In sum, uncertainty of various kinds is pervasive. Given its importance, uncertainty deserves much greater prominence than it typically receives in textbook discussions of monetary policy, where it is too often neglected. In my discussion in the rest of this lecture of the transmission mechanism and the initiatives taken by the Bank to reduce uncertainty, I will try to remedy this neglect.
PART 1: The Transmission Mechanism
When central banks take monetary policy actions, they set in motion a series of consequences that starts with an influence on financial markets, works through changes in spending, production and employment, and ends with an effect on the price level or, more specifically, the rate of inflation in the price level. Economists call this chain of developments the "transmission mechanism".
The instrument that the central bank has at its disposal in taking monetary policy actions is its control over the issuance of a crucial financial asset—typically referred to in the economics literature as "base money". Base money, which is composed of bank notes issued by the central bank and deposits at the central bank held by financial institutions, is important because it provides the ultimate form of liquidity in the financial system. Financial institutions hold such a liquid instrument—one that involves no risk of default and no delay in obtaining value—in order to settle among themselves the net flows from payments that take place in the economy every day.

__Task instructions__: Check each statement against the lecture excerpt on the transmission mechanism. Mark it yes or no and quote the words that settle it: (a) Base money is made up of bank notes issued by the central bank and deposits that financial institutions hold at the central bank. (b) The transmission mechanism begins with an effect on the price level. (c) Textbook discussions of monetary policy give uncertainty ample attention.

__Rows__:

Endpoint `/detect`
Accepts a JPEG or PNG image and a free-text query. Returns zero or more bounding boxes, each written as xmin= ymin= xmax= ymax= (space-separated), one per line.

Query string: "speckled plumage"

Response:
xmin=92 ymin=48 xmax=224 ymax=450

__The output__:
(a) Yes: "Base money, which is composed of bank notes issued by the central bank and deposits at the central bank held by financial institutions"
(b) No: "starts with an influence on financial markets"
(c) No: "where it is too often neglected"